Show every line of the listing below that contains the string "beard", matching upper and lower case exactly.
# SOURCE MATERIAL start
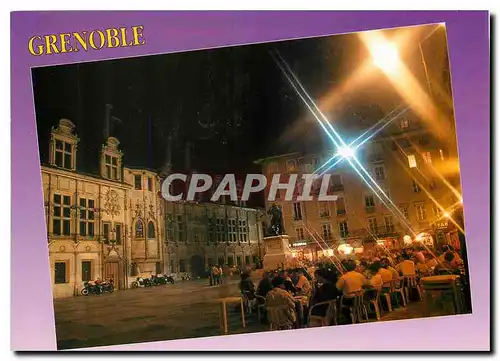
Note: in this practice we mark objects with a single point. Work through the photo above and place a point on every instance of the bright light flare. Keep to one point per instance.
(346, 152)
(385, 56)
# SOURCE MATERIAL end
# SOURCE MATERIAL start
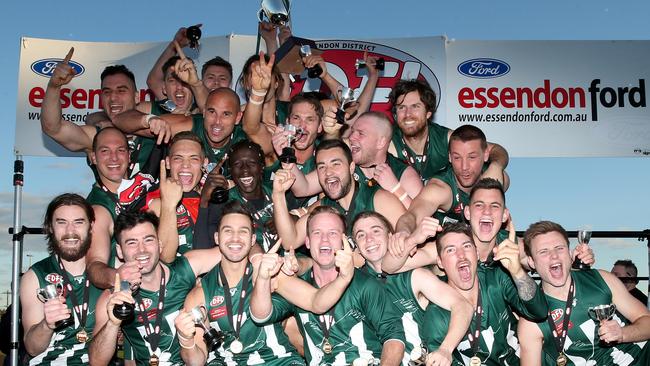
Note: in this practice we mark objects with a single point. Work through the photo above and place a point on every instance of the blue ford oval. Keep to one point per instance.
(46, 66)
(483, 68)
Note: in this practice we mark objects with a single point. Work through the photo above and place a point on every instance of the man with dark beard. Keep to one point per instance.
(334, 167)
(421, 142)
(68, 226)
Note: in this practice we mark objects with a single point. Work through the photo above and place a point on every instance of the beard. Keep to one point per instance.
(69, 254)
# SOURCE MATERIAL end
# SOURCE MATERIAL start
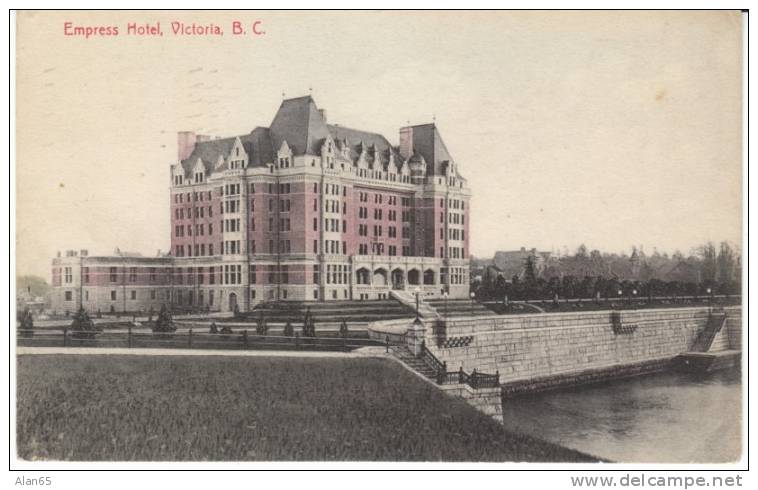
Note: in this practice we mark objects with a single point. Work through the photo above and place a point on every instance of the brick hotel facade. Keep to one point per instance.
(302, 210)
# SOURCE MATERIAL end
## ANSWER TO THIS PROBLEM
Note: in this practice we mark objects with a single point. Work through the photo above and place a point on every instance of the man with dark beard. Keep to one point per instance.
Note: in this practice we mark objects with a single point. Work through the photo above and place a point on every instance of the beard. Keep to one point per instance.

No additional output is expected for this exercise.